- TEXTO DE LECTURA -
■ ■ ■ ■

El presentador, Carlos H. Acuña, midió la relevancia del libro en cuatro rupturas teórico-metodológicas. Dijo que por primera vez se atendían los aspectos idiosincráticos y las coyunturas nacionales para entender la posibilidad democrática: “Demostraron que nada funciona en todas partes, que no hay recetas universales”. En tal sentido, el libro abandonaba la búsqueda de prerrequisitos para la democracia; acentuaba la cultura cívico-democrática como un constructo en gestación más que como una condición a priori. Además, estaba reñido con perspectivas teleológicas y establecía una lógica “tentativa” de las transiciones nunca antes descripta, enhebrando la relación entre el polo autoritario y el democrático.
Admirador de Maquiavelo, en la actualidad Philippe Schmitter vive en Florencia. Allí es profesor emérito del Instituto Universitario Europeo. Constantemente viaja también para dar clases en la Universidad París 1, Ginebra, Zurich, Mannheim, Lisboa, entre otras. En 1969 fue profesor visitante de Buenos Aires para el Intal del BID. Desde fines de los ’80, se dedicó a estudiar el proceso de integración de la Unión Europea, focalizando en la consolidación de las democracias emergentes del sur y el este de Europa, además de analizar la posibilidad de una democracia posliberal en Amércia del Norte y Europa occidental.
Tan comprometido estuvo con las transiciones democráticas, que desde hace diez años cobija una pareja de refugiados albaneses en su casa, que acaban de tener un hijo. Con Albania tiene un apego especial. Es miembro fundador de la Asociación de Ciencia Política de ese país.
Doctor en Ciencia Política por la Universidad de Berkeley (1968), en su vasta carrera Schmitter ha sido galardonado con varios premios y becas, entre las que se cuentan la Guggenheim (1978) y el Johan Skytte Prize de la Universidad de Upppsala (2009). Entre las publicaciones dedicadas al Viejo Continente se destacan:
Come Democratizzare l'Unione Europea e perché (2000);
El Futuro de la Democracia en Europa. Perspectivas, análisis y reformas (con Alexander Trechsel, 2004), para el Consejo Europeo.

■ ■ ■ ■

- ENUNCIADO -
Resume en dos oraciones el texto sobre Philippe Schmitter.

(Datos de detección de objetos)
■ ■ ■ ■

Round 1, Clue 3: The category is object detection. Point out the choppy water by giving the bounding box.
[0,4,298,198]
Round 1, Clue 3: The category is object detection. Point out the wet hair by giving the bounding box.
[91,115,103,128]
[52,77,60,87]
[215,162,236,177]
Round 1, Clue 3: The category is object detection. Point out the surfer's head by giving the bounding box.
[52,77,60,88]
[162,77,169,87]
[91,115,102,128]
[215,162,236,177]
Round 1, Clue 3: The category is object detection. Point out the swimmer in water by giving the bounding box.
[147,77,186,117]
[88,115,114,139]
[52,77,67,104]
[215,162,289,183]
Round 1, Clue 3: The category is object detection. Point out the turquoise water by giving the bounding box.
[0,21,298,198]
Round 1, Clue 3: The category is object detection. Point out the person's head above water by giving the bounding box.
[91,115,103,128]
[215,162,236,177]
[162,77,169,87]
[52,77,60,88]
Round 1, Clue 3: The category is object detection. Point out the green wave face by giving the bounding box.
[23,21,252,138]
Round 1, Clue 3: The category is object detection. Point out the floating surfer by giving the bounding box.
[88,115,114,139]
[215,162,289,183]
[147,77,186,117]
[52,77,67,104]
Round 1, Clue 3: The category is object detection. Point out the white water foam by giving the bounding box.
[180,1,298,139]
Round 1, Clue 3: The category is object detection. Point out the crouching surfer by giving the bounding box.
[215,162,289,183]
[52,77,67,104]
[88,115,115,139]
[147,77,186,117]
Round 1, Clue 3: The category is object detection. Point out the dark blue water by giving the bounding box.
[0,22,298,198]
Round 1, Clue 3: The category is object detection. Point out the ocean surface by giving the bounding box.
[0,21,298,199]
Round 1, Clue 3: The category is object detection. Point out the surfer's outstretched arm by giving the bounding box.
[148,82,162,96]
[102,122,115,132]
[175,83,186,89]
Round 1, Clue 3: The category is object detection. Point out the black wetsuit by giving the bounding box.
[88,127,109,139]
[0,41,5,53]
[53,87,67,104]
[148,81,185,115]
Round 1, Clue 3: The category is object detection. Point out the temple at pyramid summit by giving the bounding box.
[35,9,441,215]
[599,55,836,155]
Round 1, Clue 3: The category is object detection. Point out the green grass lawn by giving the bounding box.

■ ■ ■ ■

- RESPUESTA COMPLETA -
Carlos H. Acuña, presentador del libro, midió su relevancia en cuatro rupturas teórico-metodológicas, entre ellas atender a los aspectos idiosincráticos y las coyunturas nacionales, abandonar la búsqueda de prerrequisitos para la democracia y rechazar las perspectivas teleológicas. Philippe Schmitter, doctor en Ciencia Política por la Universidad de Berkeley y profesor emérito del Instituto Universitario Europeo en Florencia, se ha dedicado desde fines de los ’80 a estudiar la integración de la Unión Europea y ha recibido premios y becas como la Guggenheim.